*Problem statement*
Please output the section of the listing below that opens with the line containing "Task: place one keypoint per instance of the dune" and closes with the line containing "Task: place one keypoint per instance of the clump", exactly and with nothing else.

┌─ Given records

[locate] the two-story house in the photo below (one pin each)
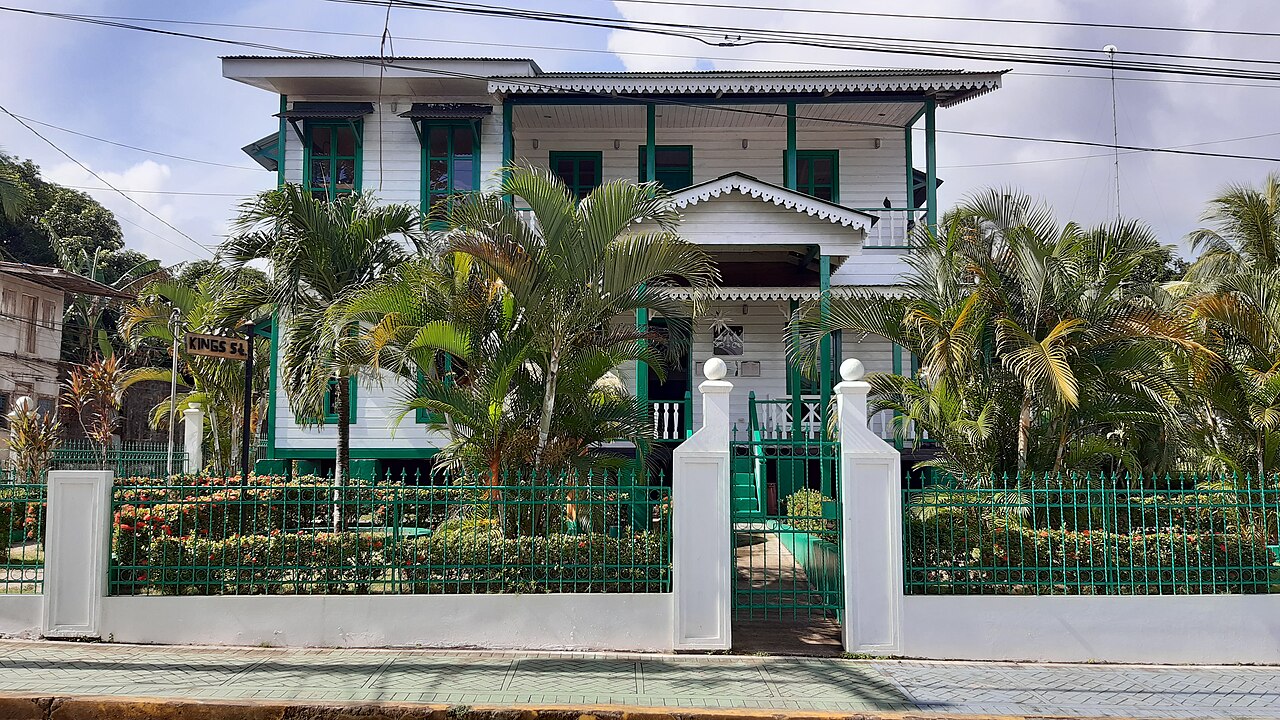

└─
┌─ Given records

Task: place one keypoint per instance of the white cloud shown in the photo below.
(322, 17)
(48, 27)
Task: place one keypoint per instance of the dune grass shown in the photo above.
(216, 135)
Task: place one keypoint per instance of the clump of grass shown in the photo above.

└─

*Answer to this problem*
Task: place one keypoint per instance of the dune grass shown in the photo above.
(216, 135)
Task: place one keypoint per instance of the clump of grass shown in the photo above.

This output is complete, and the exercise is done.